Can the data below be set down again exactly, line for line?

Region pointing data:
-.-.-

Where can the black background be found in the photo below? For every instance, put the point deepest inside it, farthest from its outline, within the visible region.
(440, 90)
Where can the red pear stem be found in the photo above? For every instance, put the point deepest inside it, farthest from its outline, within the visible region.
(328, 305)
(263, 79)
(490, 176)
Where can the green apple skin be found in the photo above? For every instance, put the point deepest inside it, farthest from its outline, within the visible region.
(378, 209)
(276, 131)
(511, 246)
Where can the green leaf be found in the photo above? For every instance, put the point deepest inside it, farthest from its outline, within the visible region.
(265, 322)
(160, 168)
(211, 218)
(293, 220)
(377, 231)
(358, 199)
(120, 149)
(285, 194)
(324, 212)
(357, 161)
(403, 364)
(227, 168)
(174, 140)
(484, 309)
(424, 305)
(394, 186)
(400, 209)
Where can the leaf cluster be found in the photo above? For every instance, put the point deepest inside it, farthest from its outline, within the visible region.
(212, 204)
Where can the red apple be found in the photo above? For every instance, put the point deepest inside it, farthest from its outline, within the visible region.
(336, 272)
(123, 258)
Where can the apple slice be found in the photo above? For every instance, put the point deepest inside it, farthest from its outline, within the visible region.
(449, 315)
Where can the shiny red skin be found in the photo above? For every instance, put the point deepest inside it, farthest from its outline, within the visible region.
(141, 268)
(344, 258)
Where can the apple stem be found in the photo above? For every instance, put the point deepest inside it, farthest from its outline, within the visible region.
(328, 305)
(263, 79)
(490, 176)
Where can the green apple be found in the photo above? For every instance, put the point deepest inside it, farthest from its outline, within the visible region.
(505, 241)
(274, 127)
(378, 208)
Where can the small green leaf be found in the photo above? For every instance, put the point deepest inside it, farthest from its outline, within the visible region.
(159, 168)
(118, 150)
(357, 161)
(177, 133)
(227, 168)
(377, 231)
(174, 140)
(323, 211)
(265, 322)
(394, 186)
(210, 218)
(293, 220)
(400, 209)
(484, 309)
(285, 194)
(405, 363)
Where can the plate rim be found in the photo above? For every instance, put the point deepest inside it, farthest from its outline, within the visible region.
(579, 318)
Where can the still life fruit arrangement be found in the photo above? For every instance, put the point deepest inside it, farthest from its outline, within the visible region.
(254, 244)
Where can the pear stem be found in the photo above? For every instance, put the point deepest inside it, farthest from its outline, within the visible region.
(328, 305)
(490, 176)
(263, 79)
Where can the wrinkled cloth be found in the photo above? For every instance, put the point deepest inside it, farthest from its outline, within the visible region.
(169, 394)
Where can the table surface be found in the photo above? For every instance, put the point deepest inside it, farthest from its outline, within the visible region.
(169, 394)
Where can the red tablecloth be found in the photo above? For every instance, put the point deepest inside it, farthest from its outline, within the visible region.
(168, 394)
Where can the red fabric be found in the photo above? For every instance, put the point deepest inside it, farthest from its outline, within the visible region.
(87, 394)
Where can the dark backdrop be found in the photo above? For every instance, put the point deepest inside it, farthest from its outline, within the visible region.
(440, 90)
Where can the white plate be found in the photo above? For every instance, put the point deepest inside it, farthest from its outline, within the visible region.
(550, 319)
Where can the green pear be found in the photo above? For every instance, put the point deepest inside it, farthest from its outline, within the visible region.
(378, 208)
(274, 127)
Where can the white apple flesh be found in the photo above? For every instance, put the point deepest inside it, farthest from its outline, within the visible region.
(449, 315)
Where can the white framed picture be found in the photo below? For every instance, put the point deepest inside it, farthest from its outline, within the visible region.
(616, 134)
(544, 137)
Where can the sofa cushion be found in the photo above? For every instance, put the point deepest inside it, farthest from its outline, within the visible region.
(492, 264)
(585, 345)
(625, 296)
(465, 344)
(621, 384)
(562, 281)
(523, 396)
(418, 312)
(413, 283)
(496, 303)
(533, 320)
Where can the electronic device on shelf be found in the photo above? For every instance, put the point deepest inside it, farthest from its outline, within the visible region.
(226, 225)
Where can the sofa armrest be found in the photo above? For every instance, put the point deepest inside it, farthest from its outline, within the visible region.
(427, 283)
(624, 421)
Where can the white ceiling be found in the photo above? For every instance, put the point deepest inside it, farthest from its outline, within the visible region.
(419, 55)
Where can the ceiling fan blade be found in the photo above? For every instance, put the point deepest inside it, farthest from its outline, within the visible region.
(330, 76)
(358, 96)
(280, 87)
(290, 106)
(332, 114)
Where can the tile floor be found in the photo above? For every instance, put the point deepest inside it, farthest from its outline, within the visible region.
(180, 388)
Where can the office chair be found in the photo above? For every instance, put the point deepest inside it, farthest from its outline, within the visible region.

-.-.-

Completed task
Where can the black background be found in the photo below? For every instance, put the point deepest inside it, farthest from its outline, within the visible region.
(440, 90)
Where can the red pear stem be found in the photo above? For every instance, put the point deepest inside it, farthest from its outline, within the visible region.
(328, 305)
(263, 79)
(490, 176)
Where can the green apple skin be found in the photo above? For every instance, put the point deepest inside it, farthest from its outline, within the visible region.
(378, 209)
(276, 131)
(511, 246)
Where can the green leaf be found in the photo above? For every instance, put the point deepest inside it, farthest from its outline, within the visible region.
(265, 322)
(160, 168)
(211, 218)
(293, 220)
(377, 231)
(358, 199)
(120, 149)
(285, 194)
(324, 212)
(357, 161)
(403, 364)
(227, 168)
(174, 140)
(484, 309)
(424, 305)
(394, 186)
(400, 209)
Where can the leaf cluster be found in the photo above? For every instance, put the point deepest inside it, farthest from its outline, within the visible region.
(212, 204)
Where can the red apple be found in the photo above? For every instance, put the point deepest inside it, farthest from its outline, within the visible region.
(336, 272)
(123, 258)
Where can the apple slice be found in the photo above? For every instance, put the point deepest inside it, farthest from its outline, within the visible region.
(449, 315)
Where can the shiny red skin be found in the photo above? For every instance, put the point deepest inside it, farthest from its outline, within the visible region.
(141, 268)
(344, 258)
Where can the apple stem be found in the photo above? For every instance, put the point deepest inside it, farthest from its outline, within the visible region.
(328, 305)
(263, 79)
(490, 176)
Where can the green apple be found in the photo above? For every instance, put the point deepest inside it, farthest from its outline, within the visible region.
(505, 241)
(274, 127)
(378, 208)
Where can the small green leaf be found in the photo above? For every instance, put the point deepest inside it, farthest from its outline, within the visible region.
(159, 168)
(118, 150)
(357, 161)
(177, 133)
(227, 168)
(377, 231)
(174, 140)
(323, 211)
(265, 322)
(394, 186)
(210, 218)
(293, 220)
(400, 209)
(484, 309)
(285, 194)
(405, 363)
Where can the plate rim be found in the photo above? For every instance, put the point deepest inside it, farthest from its outline, within the visible region.
(579, 318)
Where can the still life fruit arrangement be found in the photo above? For every instance, put the point deepest inside it, farthest from its outline, within the visible region.
(254, 244)
Where can the pear stem be found in the photo above? For every instance, put the point deepest inside it, farthest from its outline, within the visible region.
(328, 305)
(490, 176)
(263, 79)
Where can the wrinkled cloth be found in the photo above? For every instance, put the point deepest inside it, farthest from its outline, within the visible region.
(169, 394)
Where can the table surface be found in the photo above? For every instance, put the point deepest inside it, farthest from its outline, within the visible region.
(169, 394)
Where can the red tablecloth be found in the photo above? For every instance, put the point deepest inside it, farthest from its outline, within the visible region.
(168, 394)
Where can the red fabric be found in the photo above? For every instance, put the point deepest inside it, farthest from its outline, within the visible region.
(87, 394)
Where can the dark backdrop be found in the photo above? For every instance, put the point deepest inside it, farthest from its outline, within the visible region.
(440, 90)
Where can the white plate be found in the photo above? For every instance, put the point deepest inside it, farthest from its outline, within the visible region.
(550, 319)
Where can the green pear be found in the photo above? For every instance, put the point deepest inside it, farthest from its outline, within the visible region.
(378, 208)
(274, 127)
Where can the white apple flesh be found in the photo above? For every instance, put the point deepest inside it, farthest from its outline, within the visible region.
(449, 315)
Where can the white framed picture be found in the photo below? For every instance, put the point deepest inside it, farthest from its outline, within the visible region.
(616, 134)
(544, 137)
Where can the sofa cushion be found in the photo above? For every instance, put the point deepest inside it, farthest from its outline, within the visible region.
(492, 264)
(585, 345)
(625, 296)
(465, 344)
(621, 384)
(562, 281)
(523, 396)
(418, 312)
(413, 283)
(496, 303)
(533, 320)
Where can the electronic device on shelf be found in the photo above? For every instance, put the point deepest inside it, farthest from its outline, within the visible region.
(226, 225)
Where can the sofa armrest be found in the photo above? For every instance, put the point deepest inside it, farthest from its outline, within the visible region.
(427, 283)
(624, 421)
Where can the white ceiling be found in the photo above? For every instance, put the point deepest inside it, farthest from its outline, within the visible region.
(419, 55)
Where can the ceiling fan blade be found in the photo above? For every instance, put the point deepest inside it, farthest from its outline, within the visible region.
(330, 76)
(358, 96)
(280, 87)
(290, 106)
(332, 114)
Where can the tile floor be found in the photo above? For every instance, put the point deepest inside it, farthest from its outline, within the visible region.
(180, 388)
Where can the office chair be found in the photo above? For every instance, put the point deepest inside it, farthest from its outline, within the visible region.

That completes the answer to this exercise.